_Exercise goal_: Even where a line looks wrong, copy it exactly and include every entry.

[Point-per-instance localization data]
▶

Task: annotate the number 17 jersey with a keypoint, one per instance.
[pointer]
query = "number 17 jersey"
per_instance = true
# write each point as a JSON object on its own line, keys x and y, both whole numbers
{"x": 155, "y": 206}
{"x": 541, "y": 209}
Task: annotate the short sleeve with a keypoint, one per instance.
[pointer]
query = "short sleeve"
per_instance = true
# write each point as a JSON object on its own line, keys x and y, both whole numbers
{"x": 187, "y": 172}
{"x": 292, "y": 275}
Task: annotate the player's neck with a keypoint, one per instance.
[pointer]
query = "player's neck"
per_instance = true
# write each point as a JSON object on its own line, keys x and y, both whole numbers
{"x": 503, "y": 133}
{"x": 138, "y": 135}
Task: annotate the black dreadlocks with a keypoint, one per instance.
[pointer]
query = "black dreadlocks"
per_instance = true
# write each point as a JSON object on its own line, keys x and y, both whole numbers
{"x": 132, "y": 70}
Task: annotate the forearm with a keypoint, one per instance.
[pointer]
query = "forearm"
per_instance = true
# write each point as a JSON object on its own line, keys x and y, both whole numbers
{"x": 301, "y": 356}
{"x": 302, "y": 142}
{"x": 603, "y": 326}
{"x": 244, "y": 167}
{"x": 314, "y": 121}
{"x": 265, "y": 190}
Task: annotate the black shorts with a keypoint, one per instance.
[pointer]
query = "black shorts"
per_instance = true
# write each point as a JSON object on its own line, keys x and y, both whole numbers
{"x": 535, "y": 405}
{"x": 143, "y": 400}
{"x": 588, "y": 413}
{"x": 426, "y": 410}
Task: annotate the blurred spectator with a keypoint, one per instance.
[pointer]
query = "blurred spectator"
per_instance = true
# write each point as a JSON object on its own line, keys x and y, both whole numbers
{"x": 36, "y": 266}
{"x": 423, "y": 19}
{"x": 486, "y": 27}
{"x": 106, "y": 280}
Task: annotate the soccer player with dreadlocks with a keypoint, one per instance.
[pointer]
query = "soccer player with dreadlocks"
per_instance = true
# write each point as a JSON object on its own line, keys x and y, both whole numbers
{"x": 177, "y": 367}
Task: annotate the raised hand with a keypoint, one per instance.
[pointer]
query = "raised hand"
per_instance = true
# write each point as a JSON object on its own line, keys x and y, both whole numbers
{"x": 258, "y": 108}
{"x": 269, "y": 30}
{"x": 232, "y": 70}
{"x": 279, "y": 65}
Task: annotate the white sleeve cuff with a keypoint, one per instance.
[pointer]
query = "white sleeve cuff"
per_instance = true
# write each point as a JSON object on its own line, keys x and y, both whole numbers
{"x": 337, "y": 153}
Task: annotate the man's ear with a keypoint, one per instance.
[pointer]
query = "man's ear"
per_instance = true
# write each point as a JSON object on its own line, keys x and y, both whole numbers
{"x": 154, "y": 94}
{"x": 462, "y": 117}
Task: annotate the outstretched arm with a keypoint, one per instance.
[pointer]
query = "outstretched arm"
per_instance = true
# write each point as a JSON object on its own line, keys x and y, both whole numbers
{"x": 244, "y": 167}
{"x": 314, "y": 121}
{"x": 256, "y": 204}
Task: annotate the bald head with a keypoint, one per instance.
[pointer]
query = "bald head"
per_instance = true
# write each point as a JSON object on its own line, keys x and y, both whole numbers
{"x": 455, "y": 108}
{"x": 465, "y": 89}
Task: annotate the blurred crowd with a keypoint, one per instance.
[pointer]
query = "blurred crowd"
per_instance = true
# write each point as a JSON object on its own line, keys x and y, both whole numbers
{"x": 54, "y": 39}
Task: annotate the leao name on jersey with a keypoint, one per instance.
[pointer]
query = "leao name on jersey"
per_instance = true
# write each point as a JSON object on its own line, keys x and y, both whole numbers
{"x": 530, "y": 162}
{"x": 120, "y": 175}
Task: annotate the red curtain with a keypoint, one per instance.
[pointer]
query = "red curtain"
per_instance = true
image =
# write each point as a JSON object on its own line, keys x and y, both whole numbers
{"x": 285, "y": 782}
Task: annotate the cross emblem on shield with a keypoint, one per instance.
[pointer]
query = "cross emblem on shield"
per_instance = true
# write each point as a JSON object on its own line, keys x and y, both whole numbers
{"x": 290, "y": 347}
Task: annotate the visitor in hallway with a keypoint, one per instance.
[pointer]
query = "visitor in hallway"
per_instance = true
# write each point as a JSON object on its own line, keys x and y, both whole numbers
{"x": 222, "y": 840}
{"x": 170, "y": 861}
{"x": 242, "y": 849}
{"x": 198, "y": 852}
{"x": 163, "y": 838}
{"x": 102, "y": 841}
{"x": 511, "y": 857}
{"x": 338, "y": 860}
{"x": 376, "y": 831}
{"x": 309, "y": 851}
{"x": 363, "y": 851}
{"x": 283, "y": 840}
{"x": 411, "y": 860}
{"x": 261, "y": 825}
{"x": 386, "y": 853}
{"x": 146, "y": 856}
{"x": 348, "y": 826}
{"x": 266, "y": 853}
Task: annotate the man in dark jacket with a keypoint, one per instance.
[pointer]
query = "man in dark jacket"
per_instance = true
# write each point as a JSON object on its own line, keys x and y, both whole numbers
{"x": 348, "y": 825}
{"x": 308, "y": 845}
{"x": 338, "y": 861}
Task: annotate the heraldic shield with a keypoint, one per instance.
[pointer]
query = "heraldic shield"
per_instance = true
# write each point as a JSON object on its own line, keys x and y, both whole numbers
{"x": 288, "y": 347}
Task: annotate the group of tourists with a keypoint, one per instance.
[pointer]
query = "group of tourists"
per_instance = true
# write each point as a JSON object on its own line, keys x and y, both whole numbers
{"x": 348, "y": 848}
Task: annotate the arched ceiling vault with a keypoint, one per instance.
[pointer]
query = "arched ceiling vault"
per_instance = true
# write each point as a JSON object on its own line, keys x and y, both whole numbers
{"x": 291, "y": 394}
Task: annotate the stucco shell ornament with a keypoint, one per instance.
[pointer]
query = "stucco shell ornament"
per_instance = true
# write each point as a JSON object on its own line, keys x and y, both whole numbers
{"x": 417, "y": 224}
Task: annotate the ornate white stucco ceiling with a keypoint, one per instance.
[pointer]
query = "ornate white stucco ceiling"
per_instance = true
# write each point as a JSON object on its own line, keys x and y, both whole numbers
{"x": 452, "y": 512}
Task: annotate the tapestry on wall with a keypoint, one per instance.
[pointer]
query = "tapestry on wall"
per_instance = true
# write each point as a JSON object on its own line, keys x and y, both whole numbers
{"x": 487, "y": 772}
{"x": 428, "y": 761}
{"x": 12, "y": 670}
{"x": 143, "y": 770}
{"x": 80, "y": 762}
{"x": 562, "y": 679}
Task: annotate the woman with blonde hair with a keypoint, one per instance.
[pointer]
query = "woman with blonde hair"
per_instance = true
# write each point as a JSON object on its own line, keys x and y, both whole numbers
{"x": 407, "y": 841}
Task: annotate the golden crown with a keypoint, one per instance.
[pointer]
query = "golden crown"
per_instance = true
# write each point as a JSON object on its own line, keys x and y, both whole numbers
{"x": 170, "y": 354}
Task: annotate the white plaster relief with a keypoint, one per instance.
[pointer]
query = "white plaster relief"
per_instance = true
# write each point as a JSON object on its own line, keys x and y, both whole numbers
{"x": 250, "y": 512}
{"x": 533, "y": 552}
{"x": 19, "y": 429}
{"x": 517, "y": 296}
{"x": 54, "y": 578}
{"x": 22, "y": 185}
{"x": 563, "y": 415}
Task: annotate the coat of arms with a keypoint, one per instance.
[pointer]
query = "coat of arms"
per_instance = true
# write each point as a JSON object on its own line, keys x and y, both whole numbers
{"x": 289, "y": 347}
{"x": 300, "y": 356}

◀

_Expected answer_:
Task: annotate the number 17 jersey with a keypoint, one per instance.
[pointer]
query = "number 17 jersey"
per_instance = true
# write each point as a JSON object on its own line, keys x and y, both whole numbers
{"x": 155, "y": 206}
{"x": 541, "y": 209}
Task: annotate the short sleeve with a keypoint, one per instance.
[pointer]
query = "short sleeve"
per_instance = true
# write each point as a JSON object on its own line, keys x and y, both whole numbers
{"x": 187, "y": 172}
{"x": 292, "y": 275}
Task: annotate the player's neck with a keypoint, one per instance.
[pointer]
query = "player's neck"
per_instance = true
# write each point as a JSON object on its own line, keys x and y, both whole numbers
{"x": 503, "y": 133}
{"x": 138, "y": 135}
Task: annotate the black dreadlocks with a keypoint, one per instance.
[pointer]
query = "black dreadlocks"
per_instance = true
# write each point as a JSON object on its own line, keys x and y, both whole numbers
{"x": 132, "y": 70}
Task: annotate the forearm with a keypoint, one per instance.
[pointer]
query = "forearm"
per_instance = true
# write each point as a JSON object on its own line, keys x and y, both whole numbers
{"x": 301, "y": 356}
{"x": 302, "y": 142}
{"x": 603, "y": 326}
{"x": 244, "y": 167}
{"x": 314, "y": 121}
{"x": 265, "y": 190}
Task: annotate the black shorts with a keypoint, one per instance.
[pointer]
query = "black shorts"
per_instance = true
# write each point as a JSON object on its own line, keys x and y, both whole numbers
{"x": 535, "y": 405}
{"x": 143, "y": 400}
{"x": 588, "y": 413}
{"x": 426, "y": 410}
Task: annotate the blurred spectator with a keypoint, one per instance.
[pointer]
query = "blurred spectator"
per_instance = true
# write each point as a JSON object on its own line, keys x and y, both whole numbers
{"x": 36, "y": 266}
{"x": 423, "y": 19}
{"x": 486, "y": 27}
{"x": 106, "y": 280}
Task: annotate the soccer player with dreadlocks with a keypoint, one per instance.
[pointer]
query = "soccer player with dreadlocks"
per_instance = true
# write each point as a JSON object on its own line, keys x and y, both whole numbers
{"x": 177, "y": 367}
Task: annotate the raised hand with a keypoint, one per instance.
[pointer]
query = "raised hand"
per_instance = true
# write each point as a JSON object on its own line, keys x and y, both whole numbers
{"x": 258, "y": 108}
{"x": 269, "y": 30}
{"x": 232, "y": 70}
{"x": 279, "y": 65}
Task: annotate the white sleeve cuff with a keypoint, one per instance.
[pointer]
query = "white sleeve cuff"
per_instance = true
# write each point as a JSON object on its own line, keys x and y, both whole numbers
{"x": 337, "y": 153}
Task: annotate the man's ear with a keypoint, one per instance.
[pointer]
query = "man's ear"
per_instance = true
# write each point as a JSON object on its own line, keys x and y, both whole numbers
{"x": 154, "y": 94}
{"x": 462, "y": 117}
Task: annotate the outstretched arm with a keypoint, one per instance.
[pointer]
query = "outstretched arm"
per_instance = true
# write each point as a JSON object on its own line, keys x and y, both whole numbers
{"x": 244, "y": 167}
{"x": 314, "y": 121}
{"x": 256, "y": 204}
Task: annotate the bald head with a keypoint, one per instance.
[pointer]
query = "bald head"
per_instance = true
# write each point as a JSON object on its own line, keys x and y, both whole numbers
{"x": 455, "y": 108}
{"x": 465, "y": 89}
Task: annotate the blurred crowd with a keypoint, one per instance.
[pointer]
query = "blurred crowd"
per_instance = true
# write each point as a JSON object on its own line, keys x and y, both whole numbers
{"x": 54, "y": 39}
Task: annotate the leao name on jersey with a keypoint, one per instance.
[pointer]
query = "leao name on jersey"
per_instance = true
# write each point as a JSON object on its own line, keys x and y, both whole numbers
{"x": 530, "y": 162}
{"x": 120, "y": 175}
Task: annotate the red curtain with a keypoint, one per instance.
[pointer]
query = "red curtain"
per_instance = true
image =
# write each point as a JSON object on its own line, keys x and y, both whole numbers
{"x": 285, "y": 782}
Task: annotate the cross emblem on shield with a keypoint, one per instance.
[pointer]
query = "cross emblem on shield"
per_instance = true
# write each point as a JSON object on its own line, keys x and y, both whole numbers
{"x": 290, "y": 347}
Task: annotate the visitor in hallway with a keypoint, one per instance.
[pointer]
query = "visitor in hallway"
per_instance = true
# write each point as a JSON object on its own line, keys x and y, both whole numbers
{"x": 222, "y": 840}
{"x": 170, "y": 861}
{"x": 242, "y": 849}
{"x": 198, "y": 852}
{"x": 163, "y": 838}
{"x": 102, "y": 841}
{"x": 511, "y": 857}
{"x": 338, "y": 860}
{"x": 376, "y": 831}
{"x": 309, "y": 851}
{"x": 363, "y": 851}
{"x": 283, "y": 840}
{"x": 411, "y": 860}
{"x": 261, "y": 825}
{"x": 386, "y": 853}
{"x": 146, "y": 856}
{"x": 348, "y": 826}
{"x": 266, "y": 853}
Task: annotate the man in dark jacket with a keypoint, one per instance.
[pointer]
query = "man in dark jacket"
per_instance = true
# write each point as a JSON object on its own line, keys x and y, both whole numbers
{"x": 348, "y": 825}
{"x": 308, "y": 845}
{"x": 338, "y": 861}
Task: annotate the heraldic shield with a keypoint, one per instance.
[pointer]
query = "heraldic shield"
per_instance = true
# write each point as a JSON object on its own line, keys x and y, both whole numbers
{"x": 288, "y": 347}
Task: annotate the group of tourists with a keypoint, one per instance.
[pointer]
query = "group of tourists"
per_instance = true
# write each point as a JSON object on its own line, keys x and y, both whole numbers
{"x": 348, "y": 848}
Task: annotate the arched ceiling vault with a keypoint, one per instance.
[pointer]
query = "arched ceiling vault"
per_instance = true
# write each point as a JSON object on its own line, keys x and y, both whole numbers
{"x": 291, "y": 394}
Task: annotate the stucco shell ornament with a keypoint, one per instance.
[pointer]
query = "stucco shell ornament"
per_instance = true
# write each point as a JSON object on its own line, keys x and y, both whole numbers
{"x": 417, "y": 224}
Task: annotate the ornate white stucco ceiling with a keypoint, one per instance.
[pointer]
query = "ornate white stucco ceiling"
per_instance = true
# write each point as a JSON object on its own line, keys x and y, both whole numbers
{"x": 452, "y": 512}
Task: annotate the tapestry on wall with a keypoint, one per instance.
[pointer]
query = "tapestry on wall"
per_instance = true
# write each point as a JSON object on its own line, keys x and y, both whole numbers
{"x": 487, "y": 772}
{"x": 428, "y": 761}
{"x": 12, "y": 670}
{"x": 143, "y": 770}
{"x": 80, "y": 762}
{"x": 562, "y": 679}
Task: annotate the woman with blonde hair with a keypoint, one per instance.
[pointer]
query = "woman with blonde hair"
per_instance = true
# write each point as a JSON object on its own line, keys x and y, both whole numbers
{"x": 407, "y": 841}
Task: annotate the golden crown with a keypoint, one per instance.
[pointer]
query = "golden crown"
per_instance = true
# write each point as a JSON object on its own line, keys x and y, both whole numbers
{"x": 170, "y": 354}
Task: annotate the white plaster relief with a keypoint, one per instance.
[pointer]
query = "white plaster relief"
per_instance = true
# write each point as a JSON object on its own line, keys x and y, both whole numbers
{"x": 250, "y": 512}
{"x": 533, "y": 552}
{"x": 19, "y": 429}
{"x": 517, "y": 296}
{"x": 54, "y": 578}
{"x": 22, "y": 185}
{"x": 563, "y": 415}
Task: annotate the coat of arms with a keypoint, one per instance.
[pointer]
query = "coat of arms"
per_instance = true
# write each point as a JSON object on its own line, keys x and y, both whole numbers
{"x": 289, "y": 347}
{"x": 300, "y": 356}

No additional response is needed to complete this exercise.